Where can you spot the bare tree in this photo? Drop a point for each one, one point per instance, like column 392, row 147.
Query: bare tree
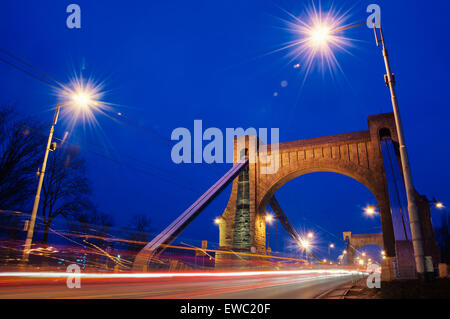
column 21, row 151
column 66, row 190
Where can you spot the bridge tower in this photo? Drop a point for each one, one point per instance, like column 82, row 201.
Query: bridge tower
column 357, row 155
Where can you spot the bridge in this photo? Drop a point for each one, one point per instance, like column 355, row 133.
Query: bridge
column 357, row 241
column 370, row 157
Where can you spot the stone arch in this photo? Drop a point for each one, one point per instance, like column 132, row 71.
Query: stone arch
column 357, row 241
column 356, row 155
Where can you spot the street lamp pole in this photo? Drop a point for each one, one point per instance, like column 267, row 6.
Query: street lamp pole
column 416, row 231
column 30, row 232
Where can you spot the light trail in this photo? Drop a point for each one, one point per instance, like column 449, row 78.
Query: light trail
column 333, row 272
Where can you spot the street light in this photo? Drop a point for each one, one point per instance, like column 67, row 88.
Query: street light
column 82, row 100
column 317, row 37
column 370, row 210
column 331, row 245
column 269, row 219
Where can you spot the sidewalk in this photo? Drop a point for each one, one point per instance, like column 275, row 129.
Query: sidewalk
column 401, row 289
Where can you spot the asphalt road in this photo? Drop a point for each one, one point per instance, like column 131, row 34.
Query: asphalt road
column 291, row 286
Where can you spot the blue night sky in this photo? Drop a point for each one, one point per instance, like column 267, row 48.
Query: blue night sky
column 165, row 64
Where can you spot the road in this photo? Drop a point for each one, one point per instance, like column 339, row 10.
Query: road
column 272, row 285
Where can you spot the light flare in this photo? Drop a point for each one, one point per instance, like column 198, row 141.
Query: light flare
column 317, row 37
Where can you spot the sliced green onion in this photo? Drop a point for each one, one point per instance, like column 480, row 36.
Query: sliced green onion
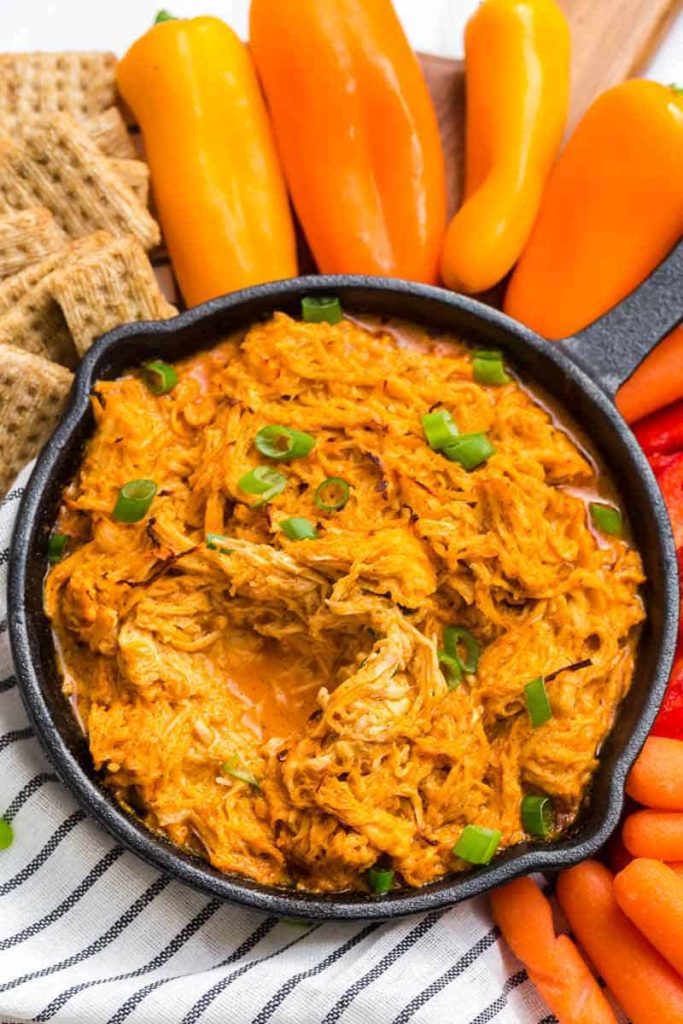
● ● ● ● ●
Problem. Transcribe, word for word, only the material from its opening line through the line containing "Where can you spot the bridge in", both ends included, and omit the pictures.

Answer to the exercise.
Where can you spot the bare tree in this photo? Drop a point for each one, one point per instance, like column 392, row 147.
Query: bare tree
column 21, row 151
column 66, row 190
Where can you spot the bridge tower in this photo? Drop a point for each one, one point per instance, like column 82, row 201.
Query: bridge tower
column 357, row 155
Where can you spot the bridge in this photo? Drop a point for each one, one point per instance, like column 355, row 133.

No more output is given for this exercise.